— Start Exercise materials —
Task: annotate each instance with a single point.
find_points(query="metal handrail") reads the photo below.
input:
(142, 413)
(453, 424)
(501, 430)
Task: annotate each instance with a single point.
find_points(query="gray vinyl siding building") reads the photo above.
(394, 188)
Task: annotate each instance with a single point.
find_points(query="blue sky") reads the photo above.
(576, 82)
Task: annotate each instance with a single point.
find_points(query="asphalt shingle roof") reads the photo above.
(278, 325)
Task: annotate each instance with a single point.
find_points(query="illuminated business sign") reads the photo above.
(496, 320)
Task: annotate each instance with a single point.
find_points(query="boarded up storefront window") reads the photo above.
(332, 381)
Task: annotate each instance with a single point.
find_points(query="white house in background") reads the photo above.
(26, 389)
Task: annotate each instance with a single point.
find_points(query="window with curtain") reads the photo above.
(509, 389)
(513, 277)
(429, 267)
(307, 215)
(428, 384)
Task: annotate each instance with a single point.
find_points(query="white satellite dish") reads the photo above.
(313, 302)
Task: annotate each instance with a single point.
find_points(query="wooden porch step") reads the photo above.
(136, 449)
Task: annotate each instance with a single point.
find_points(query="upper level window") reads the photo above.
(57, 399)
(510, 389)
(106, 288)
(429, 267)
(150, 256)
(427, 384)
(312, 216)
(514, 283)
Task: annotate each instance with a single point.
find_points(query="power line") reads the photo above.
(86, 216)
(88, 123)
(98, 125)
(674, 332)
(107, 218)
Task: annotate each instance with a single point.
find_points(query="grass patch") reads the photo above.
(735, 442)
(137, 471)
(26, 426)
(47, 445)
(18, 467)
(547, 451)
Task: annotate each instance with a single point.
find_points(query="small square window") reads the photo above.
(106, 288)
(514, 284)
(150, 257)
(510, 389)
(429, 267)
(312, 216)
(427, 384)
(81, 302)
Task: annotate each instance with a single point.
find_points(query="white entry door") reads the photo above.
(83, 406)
— End Exercise materials —
Give the listing again, word for word.

Task: annotate each instance with a single point.
find_points(query="metal handrail") reads the photo below.
input:
(142, 413)
(453, 424)
(501, 430)
Task: annotate each instance with a single point.
find_points(query="gray vinyl siding building") reads the photo above.
(394, 188)
Task: annotate each instance with a single point.
find_points(query="blue sky") reads the photo above.
(576, 82)
Task: annotate each instance with a single point.
find_points(query="asphalt shingle roof") reads the photo above.
(278, 325)
Task: annotate each instance with a single point.
find_points(query="illuminated business sign") reads the photo above.
(496, 320)
Task: annotate each instance with a single point.
find_points(query="boarded up storefront window") reads the photo above.
(332, 381)
Task: annotate each instance with a single point.
find_points(query="white house in background") reads the photo above.
(26, 389)
Task: annotate each instance with a single point.
find_points(query="window with curtain") reads the photo above.
(509, 389)
(513, 277)
(429, 267)
(307, 215)
(428, 384)
Task: annotate each instance with a single point.
find_points(query="white satellite dish") reads the photo above.
(313, 302)
Task: annotate each instance with a single point.
find_points(query="wooden porch step") reads the photo above.
(136, 449)
Task: annotate each instance with a single point.
find_points(query="upper level window") reads the photo above.
(57, 399)
(510, 389)
(106, 288)
(429, 267)
(150, 256)
(427, 384)
(312, 216)
(514, 283)
Task: annotate each instance with a single point.
find_points(query="power line") reads the photo above.
(86, 216)
(88, 123)
(98, 125)
(674, 332)
(107, 218)
Task: annotate each instance with a single point.
find_points(query="grass patch") reads the photo above.
(735, 442)
(137, 471)
(26, 426)
(47, 445)
(18, 467)
(547, 451)
Task: annotate each instance with a single point.
find_points(query="small square window") reads the photo above.
(106, 288)
(514, 284)
(150, 257)
(510, 389)
(429, 267)
(312, 216)
(427, 384)
(81, 302)
Task: annotate each instance with a single point.
find_points(query="white entry door") reads the photo above.
(83, 406)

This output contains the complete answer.